Written task 1: Quote the records exactly as they appear, starting with the line that contains "of the road" and going on through the final line of the records.

Document passage:
━━━━━━━━

By S Ramesh and Margaret Perry, Channel NewsAsia
03 February 2008

SINGAPORE: Singapore's food inflation has remained low by international standards, according to a survey of cooked and uncooked food prices worldwide.

The Trade and Industry Ministry (MTI) said while Singapore is not spared from the general increase in global food prices, the survey of 14 countries from 2005 to 2007 showed Singapore had one of the lowest rates of food inflation for all three years.

That is because Singapore's open and competitive environment kept food price increases less pronounced than for most countries.

In 2007, food inflation stood at 2.9 percent, compared to 1.6 percent in 2006 and 1.3 percent in 2005.

The ministry's survey results follow concerns expressed by many Singaporeans that food prices had gone up.

MTI said only three countries – Japan, Australia and South Korea – had a lesser rate of food inflation than Singapore.

Out of the 14 countries surveyed, China had the sharpest increase in food prices last year at 12.3 percent.

The ministry explained that consumers could choose from a wide range of options, allowing them to switch to cheaper alternatives should some businesses charge unreasonable prices.

━━━━━━━━

Data shown:
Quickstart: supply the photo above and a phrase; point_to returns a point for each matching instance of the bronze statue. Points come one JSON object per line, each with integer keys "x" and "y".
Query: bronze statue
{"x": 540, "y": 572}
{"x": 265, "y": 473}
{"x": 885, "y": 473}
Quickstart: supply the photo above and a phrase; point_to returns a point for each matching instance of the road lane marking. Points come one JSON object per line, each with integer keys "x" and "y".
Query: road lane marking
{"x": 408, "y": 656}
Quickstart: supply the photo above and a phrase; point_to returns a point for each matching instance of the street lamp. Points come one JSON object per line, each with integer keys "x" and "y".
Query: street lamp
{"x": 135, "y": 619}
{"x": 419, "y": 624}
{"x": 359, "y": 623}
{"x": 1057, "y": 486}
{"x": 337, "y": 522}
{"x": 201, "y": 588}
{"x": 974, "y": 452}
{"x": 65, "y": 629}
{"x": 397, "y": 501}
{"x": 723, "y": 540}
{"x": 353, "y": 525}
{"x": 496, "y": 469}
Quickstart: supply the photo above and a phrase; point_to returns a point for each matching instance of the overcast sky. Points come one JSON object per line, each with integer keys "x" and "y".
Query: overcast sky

━━━━━━━━

Written task 2: Continue the news article on Singapore's food inflation from the point where it ends.

Reply 1:
Quickstart: supply the photo above and a phrase; point_to returns a point for each matching instance of the road lane marking. Points come one JSON object per line, each with integer keys "x" and "y".
Query: road lane marking
{"x": 408, "y": 656}
Quickstart: supply the photo above and a phrase; point_to returns a point for each matching instance of the street lamp. Points come one JSON object per line, each with integer keys "x" and "y".
Query: street lamp
{"x": 135, "y": 619}
{"x": 419, "y": 624}
{"x": 359, "y": 623}
{"x": 1057, "y": 486}
{"x": 337, "y": 522}
{"x": 201, "y": 588}
{"x": 974, "y": 452}
{"x": 65, "y": 629}
{"x": 397, "y": 501}
{"x": 723, "y": 540}
{"x": 353, "y": 525}
{"x": 496, "y": 469}
Quickstart: supply the photo above and a phrase; point_to returns a point for each matching instance of the overcast sky. Points come one JSON object per line, each with integer keys "x" and "y".
Query: overcast sky

Reply 2:
The Agri-Food & Veterinary Authority has also diversified food sources so that Singapore is less vulnerable to disruptions.

While Singapore has traditionally sourced vegetables from Malaysia and China, the country is now getting them from Vietnam and Indonesia as well.

Imported food prices here rose 12.1 percent between December 2006 and December 2007, but this has not been reflected on supermarket shelves where the prices of non-cooked food rose by only 7.1 percent.

Minister of State for Trade and Industry Lee Yi Shyan said: "What we believe is the distribution channel - the supermarkets and shops - have absorbed the difference, they have not passed on the entire cost difference to the consumers."

Businesses have also played a responsible role in moderating the pace of increases by not passing on the full extent of price increases in their inputs immediately.

Most hawkers, in particular, have shown restraint.

According to the Department of Statistics, about 75 percent of hawkers surveyed held prices constant since June last year.

The ministry said the food component of the Consumer Price Index has increased in recent months.

However, the cooked food price increases have been smaller than those for non-cooked food, and that is an indication that hawkers and restaurants have not passed on all the increases in raw food prices to consumers.

MTI stressed that the rising trend for food inflation is mainly driven by external factors such as the surge in oil prices and adverse weather in supplier countries.

The ministry added that Singapore's best strategy against food inflation is to sustain economic growth over the medium term and create quality jobs for Singaporeans.